■ EXTRACT
----

Create your own recipe step function

Learning objective

Write a new recipe step for data preprocessing.

Introduction

To use the code in this article, you will need to install the following packages: modeldata and tidymodels.

There are many existing recipe steps in packages like recipes, themis, textrecipes, and others. A full list of steps in CRAN packages can be found here. However, you might need to define your own preprocessing operations; this article describes how to do that. If you are looking for good examples of existing steps, we suggest looking at the code for centering or PCA to start.

For check operations (e.g. check_class()), the process is very similar. Notes on this are available at the end of this article.

The general process to follow is to:

  1. Define a step constructor function.

  2. Create the minimal S3 methods for prep(), bake(), and print().

  3. Optionally add some extra methods to work with other tidymodels packages, such as tunable() and tidy().

As an example, we will create a step for converting data into percentiles.

A new step definition

Let’s create a step that replaces the value of a variable with its percentile from the training set. The example data we’ll use is from the modeldata package:

library(modeldata)
data(biomass)
str(biomass)
#> 'data.frame':	536 obs. of  8 variables:
#>  $ sample  : chr  "Akhrot Shell" "Alabama Oak Wood Waste" "Alder" "Alfalfa" ...
#>  $ dataset : chr  "Training" "Training" "Training" "Training" ...
#>  $ carbon  : num  49.8 49.5 47.8 45.1 46.8 ...
#>  $ hydrogen: num  5.64 5.7 5.8 4.97 5.4 5.75 5.99 5.7 5.5 5.9 ...
#>  $ oxygen  : num  42.9 41.3 46.2 35.6 40.7 ...
#>  $ nitrogen: num  0.41 0.2 0.11 3.3 1 2.04 2.68 1.7 0.8 1.2 ...
#>  $ sulfur  : num  0 0 0.02 0.16 0.02 0.1 0.2 0.2 0 0.1 ...
#>  $ HHV     : num  20 19.2 18.3 18.2 18.4 ...

biomass_tr <- biomass[biomass$dataset == "Training",]
biomass_te <- biomass[biomass$dataset == "Testing",]

To illustrate the transformation with the carbon variable, note the training set distribution of this variable with a vertical line below for the first value of the test set.

library(ggplot2)
theme_set(theme_bw())

----

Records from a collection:
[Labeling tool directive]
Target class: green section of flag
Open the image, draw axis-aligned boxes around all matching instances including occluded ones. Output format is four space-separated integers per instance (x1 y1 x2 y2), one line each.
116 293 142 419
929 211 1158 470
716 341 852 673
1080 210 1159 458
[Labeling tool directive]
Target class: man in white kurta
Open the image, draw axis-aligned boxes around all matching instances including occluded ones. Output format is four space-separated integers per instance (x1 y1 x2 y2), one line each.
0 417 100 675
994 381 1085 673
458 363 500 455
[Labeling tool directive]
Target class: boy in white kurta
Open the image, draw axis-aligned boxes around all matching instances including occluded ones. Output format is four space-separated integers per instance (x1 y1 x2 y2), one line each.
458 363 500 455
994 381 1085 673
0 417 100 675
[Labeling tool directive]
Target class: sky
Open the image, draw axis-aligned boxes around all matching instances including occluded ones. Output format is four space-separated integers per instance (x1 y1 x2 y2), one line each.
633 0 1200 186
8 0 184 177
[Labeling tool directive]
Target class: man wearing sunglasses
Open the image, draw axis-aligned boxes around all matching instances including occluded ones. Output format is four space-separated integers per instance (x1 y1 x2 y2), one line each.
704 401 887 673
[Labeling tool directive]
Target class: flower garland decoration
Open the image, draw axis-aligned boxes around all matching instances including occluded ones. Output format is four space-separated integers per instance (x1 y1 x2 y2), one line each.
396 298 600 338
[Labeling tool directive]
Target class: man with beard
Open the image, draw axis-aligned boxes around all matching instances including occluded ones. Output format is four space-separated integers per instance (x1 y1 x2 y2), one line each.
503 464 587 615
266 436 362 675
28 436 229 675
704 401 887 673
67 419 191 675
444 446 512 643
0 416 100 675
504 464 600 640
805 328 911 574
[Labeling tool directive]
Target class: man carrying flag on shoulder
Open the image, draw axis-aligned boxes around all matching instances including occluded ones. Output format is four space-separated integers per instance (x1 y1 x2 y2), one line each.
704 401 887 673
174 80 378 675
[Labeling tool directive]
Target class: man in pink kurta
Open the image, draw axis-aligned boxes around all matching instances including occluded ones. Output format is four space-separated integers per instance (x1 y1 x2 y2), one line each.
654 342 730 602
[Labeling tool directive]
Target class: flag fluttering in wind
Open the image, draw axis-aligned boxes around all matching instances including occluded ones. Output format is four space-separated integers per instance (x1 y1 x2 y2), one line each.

----

■ WORK TO DO
Could you echo the recipe step article above word for word, beginning at the words "1. Define a" and stopping after "data(biomass)"?

■ RESPONSE TO THIS EXERCISE
1. Define a step constructor function.

  2. Create the minimal S3 methods for prep(), bake(), and print().

  3. Optionally add some extra methods to work with other tidymodels packages, such as tunable() and tidy().

As an example, we will create a step for converting data into percentiles.

A new step definition

Let’s create a step that replaces the value of a variable with its percentile from the training set. The example data we’ll use is from the modeldata package:

library(modeldata)
data(biomass)